*DESCRIÇÃO DA TAREFA*
Reproduza palavra por palavra todos os registros abaixo, por favor.

*MATERIAL DA TAREFA*
________________

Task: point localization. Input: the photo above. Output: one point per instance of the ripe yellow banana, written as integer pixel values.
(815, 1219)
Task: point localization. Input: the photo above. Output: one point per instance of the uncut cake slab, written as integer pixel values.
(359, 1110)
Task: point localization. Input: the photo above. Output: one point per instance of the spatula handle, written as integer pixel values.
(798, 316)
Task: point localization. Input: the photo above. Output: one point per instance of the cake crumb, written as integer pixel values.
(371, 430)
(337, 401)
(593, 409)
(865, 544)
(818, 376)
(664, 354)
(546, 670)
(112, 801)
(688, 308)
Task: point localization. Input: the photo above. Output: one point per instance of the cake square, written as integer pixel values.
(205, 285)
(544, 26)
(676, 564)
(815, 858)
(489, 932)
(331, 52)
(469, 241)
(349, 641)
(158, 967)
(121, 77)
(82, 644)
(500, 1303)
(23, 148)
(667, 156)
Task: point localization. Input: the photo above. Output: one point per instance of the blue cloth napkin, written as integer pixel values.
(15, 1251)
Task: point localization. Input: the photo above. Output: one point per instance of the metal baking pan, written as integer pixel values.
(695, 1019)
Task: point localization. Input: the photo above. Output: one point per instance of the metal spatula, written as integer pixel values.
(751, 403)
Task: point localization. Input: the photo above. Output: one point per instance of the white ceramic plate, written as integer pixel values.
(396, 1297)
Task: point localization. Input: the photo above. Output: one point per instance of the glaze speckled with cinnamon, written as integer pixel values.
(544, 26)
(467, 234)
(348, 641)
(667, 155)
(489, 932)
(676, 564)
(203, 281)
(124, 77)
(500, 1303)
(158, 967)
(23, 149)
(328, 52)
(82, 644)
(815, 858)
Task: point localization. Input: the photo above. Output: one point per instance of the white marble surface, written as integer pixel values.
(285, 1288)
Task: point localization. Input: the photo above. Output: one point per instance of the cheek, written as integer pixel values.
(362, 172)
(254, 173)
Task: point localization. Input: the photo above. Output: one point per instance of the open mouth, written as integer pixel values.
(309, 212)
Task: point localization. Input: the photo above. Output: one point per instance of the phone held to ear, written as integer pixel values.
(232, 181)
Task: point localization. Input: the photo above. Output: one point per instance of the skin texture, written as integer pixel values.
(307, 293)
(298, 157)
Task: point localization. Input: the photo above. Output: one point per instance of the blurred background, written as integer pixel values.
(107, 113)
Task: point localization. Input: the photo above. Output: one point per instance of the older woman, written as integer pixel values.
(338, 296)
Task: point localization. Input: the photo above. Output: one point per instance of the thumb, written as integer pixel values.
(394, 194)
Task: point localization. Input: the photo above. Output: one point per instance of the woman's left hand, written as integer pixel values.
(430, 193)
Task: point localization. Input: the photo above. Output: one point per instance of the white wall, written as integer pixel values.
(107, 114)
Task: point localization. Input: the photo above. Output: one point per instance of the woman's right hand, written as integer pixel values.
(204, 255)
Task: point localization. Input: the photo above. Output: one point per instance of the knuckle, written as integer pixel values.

________________

*SOLUÇÃO DO PROBLEMA*
Task: point localization. Input: the photo above. Output: one point per instance of the ripe yellow banana, written as integer pixel values.
(815, 1219)
Task: point localization. Input: the photo above. Output: one point per instance of the uncut cake slab, written as integer pixel values.
(359, 1110)
Task: point localization. Input: the photo above. Output: one point per instance of the spatula handle, written as integer pixel values.
(798, 316)
Task: point localization. Input: the photo above. Output: one point per instance of the cake crumb, written as integer pixel values.
(371, 430)
(337, 401)
(593, 409)
(865, 544)
(818, 376)
(664, 354)
(546, 670)
(112, 801)
(688, 308)
Task: point localization. Input: the photo above. Output: one point per instance of the cake square, written as integer pixel values.
(205, 285)
(544, 26)
(676, 564)
(815, 858)
(489, 932)
(331, 52)
(469, 241)
(349, 641)
(158, 967)
(121, 77)
(82, 644)
(500, 1303)
(23, 148)
(667, 156)
Task: point localization. Input: the photo above. Output: one point per instance of the blue cloth napkin, written as integer pixel values.
(15, 1251)
Task: point localization. Input: the photo above. Output: one point per instance of the metal baking pan, written as integer pixel values.
(695, 1019)
Task: point localization. Input: the photo above. Output: one point per instance of the metal spatula, written as integer pixel values.
(751, 403)
Task: point localization. Input: the photo above. Output: one point per instance of the white ceramic plate, written as integer pixel values.
(396, 1297)
Task: point localization. Input: the photo above. Output: one point per instance of the glaze speckled with cinnamon, written as integer pixel values.
(544, 26)
(467, 234)
(348, 641)
(667, 155)
(489, 932)
(676, 564)
(203, 281)
(124, 77)
(500, 1303)
(158, 967)
(23, 149)
(328, 52)
(82, 644)
(815, 858)
Task: point localization. Input: the photo above. Output: one point per instance of the white marble surface, written as integer pixel values.
(285, 1288)
Task: point localization. Input: the photo above. Output: one point per instance of the cheek, written as integer pixel values.
(362, 172)
(254, 173)
Task: point localization. Input: the photo above. Output: one point per instance of the open mouth, written as integer pixel values.
(309, 212)
Task: point localization. Input: the photo above. Output: one point per instance of the phone held to ear, written as integer pixel values.
(232, 181)
Task: point localization. Input: the photo above. Output: one point per instance of the skin texture, written as integer pixel values.
(307, 293)
(298, 157)
Task: point localization. Input: the photo above. Output: one point per instance of the blurred background, written as integer pixel values.
(107, 113)
Task: point localization. Input: the photo above. Output: one point per instance of the older woman, written as integer pixel values.
(338, 296)
Task: point localization. Input: the photo above. Output: one point per instance of the thumb, written as integer pixel values.
(394, 194)
Task: point localization. Input: the photo above. Output: one point per instance of the woman's left hand, written as integer pixel values.
(430, 193)
Task: point localization. Input: the photo above. Output: one point per instance of the white wall, written as integer pixel values.
(107, 114)
Task: point localization. Input: the photo above. Output: one point per instance of the woman's right hand, written as integer pixel values.
(204, 255)
Task: point localization. Input: the photo above. Output: one point per instance of the knuckle, written as integer pixel values.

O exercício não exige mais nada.